--- What you should do ---
Restate the listing below word for word; no pictures belong in the copy.

--- Data for this task ---
┌──
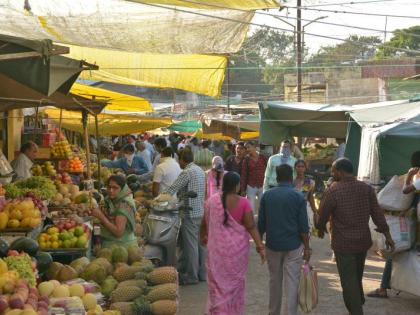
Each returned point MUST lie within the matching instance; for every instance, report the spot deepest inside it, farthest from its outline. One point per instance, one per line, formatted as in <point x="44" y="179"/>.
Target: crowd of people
<point x="243" y="194"/>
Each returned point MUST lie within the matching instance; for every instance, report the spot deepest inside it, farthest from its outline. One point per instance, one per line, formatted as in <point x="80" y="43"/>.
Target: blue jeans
<point x="386" y="276"/>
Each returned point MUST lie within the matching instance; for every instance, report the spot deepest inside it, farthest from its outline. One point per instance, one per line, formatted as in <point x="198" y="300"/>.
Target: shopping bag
<point x="392" y="198"/>
<point x="308" y="289"/>
<point x="402" y="230"/>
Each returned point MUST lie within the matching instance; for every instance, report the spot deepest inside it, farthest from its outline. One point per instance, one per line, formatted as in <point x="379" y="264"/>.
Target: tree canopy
<point x="408" y="38"/>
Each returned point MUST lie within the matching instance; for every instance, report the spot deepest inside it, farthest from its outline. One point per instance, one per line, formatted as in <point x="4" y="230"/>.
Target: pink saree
<point x="227" y="261"/>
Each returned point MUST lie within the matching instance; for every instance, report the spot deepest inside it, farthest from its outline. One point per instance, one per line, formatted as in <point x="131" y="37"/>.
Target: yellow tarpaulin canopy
<point x="127" y="26"/>
<point x="116" y="101"/>
<point x="109" y="125"/>
<point x="202" y="74"/>
<point x="217" y="4"/>
<point x="220" y="136"/>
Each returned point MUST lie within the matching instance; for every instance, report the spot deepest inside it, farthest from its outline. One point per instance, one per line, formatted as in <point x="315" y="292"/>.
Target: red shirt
<point x="253" y="172"/>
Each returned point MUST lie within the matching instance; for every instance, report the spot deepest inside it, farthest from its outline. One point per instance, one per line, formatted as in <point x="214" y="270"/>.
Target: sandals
<point x="378" y="294"/>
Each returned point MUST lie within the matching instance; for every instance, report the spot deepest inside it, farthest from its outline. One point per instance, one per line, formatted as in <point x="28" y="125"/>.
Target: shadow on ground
└──
--- Solution to this exercise ---
Each returned point MUST lie within the matching instance; for every instance, report the spot deepest inside it, farthest from its outline. One point per instance, one per line, formatted as in <point x="44" y="179"/>.
Target: crowd of people
<point x="243" y="194"/>
Each returned point MUST lie within the matching instance; for every instance, report the spot deepest inside it, farthest from its outline. One point per instance, one per line, formatted as in <point x="80" y="43"/>.
Target: blue jeans
<point x="386" y="276"/>
Each returned point MUST lie within the matching instance; for every instance, report the spot deepest inside it, farthest from its outline. One point per instance, one per line, formatted as in <point x="198" y="300"/>.
Target: shopping bag
<point x="392" y="198"/>
<point x="308" y="289"/>
<point x="402" y="230"/>
Each returned point MUST lie within the matching instance; for every instance, report the spot deepest inside it, farthest from its outline. One point per instance, one per line, formatted as in <point x="379" y="264"/>.
Target: tree canopy
<point x="408" y="38"/>
Each returned point MUST lie within the matching instance; for every instance, report the spot deepest inside it, farthest from its outline. One point per instance, one per line, formatted as in <point x="4" y="230"/>.
Target: pink saree
<point x="227" y="261"/>
Each returned point MUST lie within the matching instance; for every instance, report the spot deepest inside it, farthest from its outline. One point per instance, one per line, formatted as in <point x="131" y="37"/>.
Target: yellow tarpaulin canopy
<point x="127" y="26"/>
<point x="116" y="101"/>
<point x="109" y="125"/>
<point x="202" y="74"/>
<point x="217" y="4"/>
<point x="220" y="136"/>
Each returned point MUST lie within the matching instance; for every instance, report the spot deepest inside it, farthest from its outline. One point per instance, one per line, formatted as in <point x="315" y="292"/>.
Target: red shirt
<point x="253" y="172"/>
Each returned point MUST lie within the matching instance; for every instance, report the spot deepest inside it, farthest from its outline. One point per instance, one per line, formatted as in <point x="214" y="270"/>.
Target: sandals
<point x="378" y="294"/>
Each returned point MUST lie within the matching instance; for every instance, report the spot deepest inside it, farthest from its outline. One point per instance, one per line, formatted as in <point x="28" y="125"/>.
Target: shadow on ground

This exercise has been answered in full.